◆ Problem statement
What are the lines, copied exactly, from the one containing "Question. For every instance of the mooring" through the last line of the records below, both included?
···
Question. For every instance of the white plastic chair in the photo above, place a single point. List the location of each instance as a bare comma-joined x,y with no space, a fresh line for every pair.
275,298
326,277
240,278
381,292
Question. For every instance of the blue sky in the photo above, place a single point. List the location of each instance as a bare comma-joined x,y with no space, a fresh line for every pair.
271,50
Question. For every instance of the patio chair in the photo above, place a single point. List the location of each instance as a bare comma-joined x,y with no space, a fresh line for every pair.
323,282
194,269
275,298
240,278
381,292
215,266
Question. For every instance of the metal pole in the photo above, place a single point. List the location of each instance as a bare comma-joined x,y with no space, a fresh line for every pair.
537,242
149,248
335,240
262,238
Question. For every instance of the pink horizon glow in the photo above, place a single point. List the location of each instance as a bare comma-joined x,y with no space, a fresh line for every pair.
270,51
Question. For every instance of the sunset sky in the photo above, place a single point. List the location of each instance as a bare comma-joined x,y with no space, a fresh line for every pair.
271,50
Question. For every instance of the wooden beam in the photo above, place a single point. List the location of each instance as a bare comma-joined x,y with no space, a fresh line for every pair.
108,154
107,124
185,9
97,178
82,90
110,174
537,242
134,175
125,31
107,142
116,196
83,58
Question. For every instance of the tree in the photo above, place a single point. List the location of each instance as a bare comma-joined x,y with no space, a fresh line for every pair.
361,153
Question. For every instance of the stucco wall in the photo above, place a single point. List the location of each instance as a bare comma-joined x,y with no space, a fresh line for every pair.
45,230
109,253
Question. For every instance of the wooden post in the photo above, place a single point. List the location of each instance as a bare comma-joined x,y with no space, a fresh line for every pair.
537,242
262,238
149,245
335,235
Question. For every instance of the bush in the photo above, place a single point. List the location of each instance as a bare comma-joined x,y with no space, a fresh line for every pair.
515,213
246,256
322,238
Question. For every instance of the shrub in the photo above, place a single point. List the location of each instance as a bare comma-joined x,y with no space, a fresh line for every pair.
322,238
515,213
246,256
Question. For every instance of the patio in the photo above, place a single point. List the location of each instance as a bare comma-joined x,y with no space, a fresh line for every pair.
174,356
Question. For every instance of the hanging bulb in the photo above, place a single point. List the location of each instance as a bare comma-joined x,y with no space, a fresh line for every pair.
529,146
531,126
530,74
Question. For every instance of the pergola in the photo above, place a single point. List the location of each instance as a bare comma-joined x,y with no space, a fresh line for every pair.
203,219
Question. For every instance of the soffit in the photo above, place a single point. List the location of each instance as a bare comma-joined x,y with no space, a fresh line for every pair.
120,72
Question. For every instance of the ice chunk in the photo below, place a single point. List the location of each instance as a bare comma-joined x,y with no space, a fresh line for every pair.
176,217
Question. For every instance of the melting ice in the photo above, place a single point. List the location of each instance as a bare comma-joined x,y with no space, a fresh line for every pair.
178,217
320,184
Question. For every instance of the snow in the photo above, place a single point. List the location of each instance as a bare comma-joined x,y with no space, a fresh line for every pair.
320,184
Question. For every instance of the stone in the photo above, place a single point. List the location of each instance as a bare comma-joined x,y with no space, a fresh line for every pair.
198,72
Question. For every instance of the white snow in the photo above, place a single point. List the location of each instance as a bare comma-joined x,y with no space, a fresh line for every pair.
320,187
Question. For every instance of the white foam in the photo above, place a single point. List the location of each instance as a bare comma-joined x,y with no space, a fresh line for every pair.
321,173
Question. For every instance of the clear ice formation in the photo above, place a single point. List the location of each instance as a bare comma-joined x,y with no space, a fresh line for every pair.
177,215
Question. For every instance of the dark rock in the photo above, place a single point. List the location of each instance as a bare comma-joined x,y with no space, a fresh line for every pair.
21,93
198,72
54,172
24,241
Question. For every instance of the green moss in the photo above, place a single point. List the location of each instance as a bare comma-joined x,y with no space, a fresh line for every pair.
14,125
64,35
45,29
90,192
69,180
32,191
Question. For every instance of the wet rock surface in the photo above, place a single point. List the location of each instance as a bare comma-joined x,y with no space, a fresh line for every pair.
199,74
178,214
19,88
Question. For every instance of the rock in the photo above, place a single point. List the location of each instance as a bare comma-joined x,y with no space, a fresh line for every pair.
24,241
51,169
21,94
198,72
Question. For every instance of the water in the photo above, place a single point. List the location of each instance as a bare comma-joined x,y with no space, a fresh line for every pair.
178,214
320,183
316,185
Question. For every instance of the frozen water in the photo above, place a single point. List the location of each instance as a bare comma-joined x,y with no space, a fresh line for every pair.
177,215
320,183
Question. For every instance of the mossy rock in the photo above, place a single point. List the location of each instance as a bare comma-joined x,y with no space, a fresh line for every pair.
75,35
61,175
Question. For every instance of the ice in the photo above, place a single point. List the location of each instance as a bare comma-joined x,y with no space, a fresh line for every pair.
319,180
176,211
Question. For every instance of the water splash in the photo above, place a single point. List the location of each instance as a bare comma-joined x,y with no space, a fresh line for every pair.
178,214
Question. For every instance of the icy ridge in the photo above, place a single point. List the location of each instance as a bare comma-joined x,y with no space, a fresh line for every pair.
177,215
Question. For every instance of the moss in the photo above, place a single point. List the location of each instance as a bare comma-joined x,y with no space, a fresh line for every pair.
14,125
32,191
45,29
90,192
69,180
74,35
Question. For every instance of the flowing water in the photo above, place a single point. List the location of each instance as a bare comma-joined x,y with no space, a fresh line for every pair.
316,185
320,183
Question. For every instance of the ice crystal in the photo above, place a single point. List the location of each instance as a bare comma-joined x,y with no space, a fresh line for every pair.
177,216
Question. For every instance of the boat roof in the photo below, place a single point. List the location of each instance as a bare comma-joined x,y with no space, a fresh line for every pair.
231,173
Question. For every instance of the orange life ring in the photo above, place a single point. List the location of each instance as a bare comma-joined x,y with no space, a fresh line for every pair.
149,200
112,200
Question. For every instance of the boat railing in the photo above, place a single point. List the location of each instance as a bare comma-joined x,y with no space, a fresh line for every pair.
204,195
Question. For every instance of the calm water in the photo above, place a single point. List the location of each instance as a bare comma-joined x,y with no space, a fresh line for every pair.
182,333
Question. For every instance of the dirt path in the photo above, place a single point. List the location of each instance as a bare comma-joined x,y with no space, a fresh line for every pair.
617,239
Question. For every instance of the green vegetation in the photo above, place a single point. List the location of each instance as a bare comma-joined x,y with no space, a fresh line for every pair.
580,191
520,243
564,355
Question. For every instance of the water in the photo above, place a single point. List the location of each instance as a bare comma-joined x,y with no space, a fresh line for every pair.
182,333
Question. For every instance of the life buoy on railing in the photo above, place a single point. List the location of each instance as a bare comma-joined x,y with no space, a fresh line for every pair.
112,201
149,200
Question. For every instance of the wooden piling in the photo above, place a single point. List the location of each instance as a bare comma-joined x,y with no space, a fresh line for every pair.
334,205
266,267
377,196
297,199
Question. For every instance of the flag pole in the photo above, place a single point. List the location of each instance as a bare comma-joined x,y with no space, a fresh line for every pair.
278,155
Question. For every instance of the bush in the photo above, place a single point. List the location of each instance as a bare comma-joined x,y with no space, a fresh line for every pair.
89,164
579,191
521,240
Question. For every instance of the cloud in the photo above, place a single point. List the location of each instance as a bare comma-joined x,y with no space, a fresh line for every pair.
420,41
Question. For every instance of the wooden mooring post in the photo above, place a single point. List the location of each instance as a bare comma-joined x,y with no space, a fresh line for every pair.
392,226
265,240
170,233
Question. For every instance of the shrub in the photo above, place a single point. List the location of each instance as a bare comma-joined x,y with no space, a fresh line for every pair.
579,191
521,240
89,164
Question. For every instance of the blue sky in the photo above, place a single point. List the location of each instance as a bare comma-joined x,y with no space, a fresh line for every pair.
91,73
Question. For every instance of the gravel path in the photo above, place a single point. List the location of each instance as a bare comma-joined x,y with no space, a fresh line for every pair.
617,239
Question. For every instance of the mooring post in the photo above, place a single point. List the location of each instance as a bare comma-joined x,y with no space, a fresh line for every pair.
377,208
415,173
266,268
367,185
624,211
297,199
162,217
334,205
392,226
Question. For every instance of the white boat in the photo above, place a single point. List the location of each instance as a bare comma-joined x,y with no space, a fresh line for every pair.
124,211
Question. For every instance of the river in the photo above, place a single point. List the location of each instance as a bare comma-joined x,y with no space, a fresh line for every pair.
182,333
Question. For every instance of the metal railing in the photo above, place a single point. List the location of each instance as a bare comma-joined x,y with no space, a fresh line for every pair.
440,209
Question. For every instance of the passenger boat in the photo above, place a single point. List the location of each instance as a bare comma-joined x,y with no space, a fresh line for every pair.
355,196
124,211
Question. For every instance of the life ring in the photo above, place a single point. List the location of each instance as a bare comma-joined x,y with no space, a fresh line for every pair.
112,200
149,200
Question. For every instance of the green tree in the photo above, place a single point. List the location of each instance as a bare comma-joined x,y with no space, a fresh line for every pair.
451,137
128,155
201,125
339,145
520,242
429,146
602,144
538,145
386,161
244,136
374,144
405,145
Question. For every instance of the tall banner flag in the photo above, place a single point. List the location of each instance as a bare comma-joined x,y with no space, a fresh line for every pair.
···
◆ Final answer
Question. For every instance of the mooring post in the photo above, place a single point. List the location of each instance as a bare comma-joined x,y with no space, a fresh line for every pair.
377,208
415,173
266,268
367,185
624,211
297,199
162,217
334,205
392,226
Question. For every instance of the white boat in the photo above, place a single point. List the location of each instance as a bare comma-joined x,y with no space, a fresh line for every pair.
124,211
Question. For every instance of the river in the photo above, place a single point. List the location of each instance as a bare comma-joined x,y with no space, a fresh line for every pair.
182,333
Question. For every instance of the metal railing in the photo above, place a single point. List the location of each instance as a bare comma-joined x,y with no space, a fresh line for every pair.
440,209
Question. For every instance of the passenger boat in the photo above, place a single point. List the location of each instance as a bare comma-joined x,y with no space, a fresh line for every pair.
355,196
124,211
Question. For every instance of the life ring in the photo above, place a single point. List the location of each instance as a bare comma-joined x,y with no space, a fresh line for every pair.
112,200
149,200
Question. For every instance of the green tree in the photo above, place a single point. List the location of each instance as a bare comma-joined x,y with no space, a fresh line for every pair.
451,137
128,155
201,125
339,145
520,242
429,146
602,144
538,145
386,161
244,136
374,144
405,145
Question. For every instance of the tall banner flag in the photo above, place a single point. List the location of each instance as a bare comma-joined x,y with no space, a fresh line for every pair.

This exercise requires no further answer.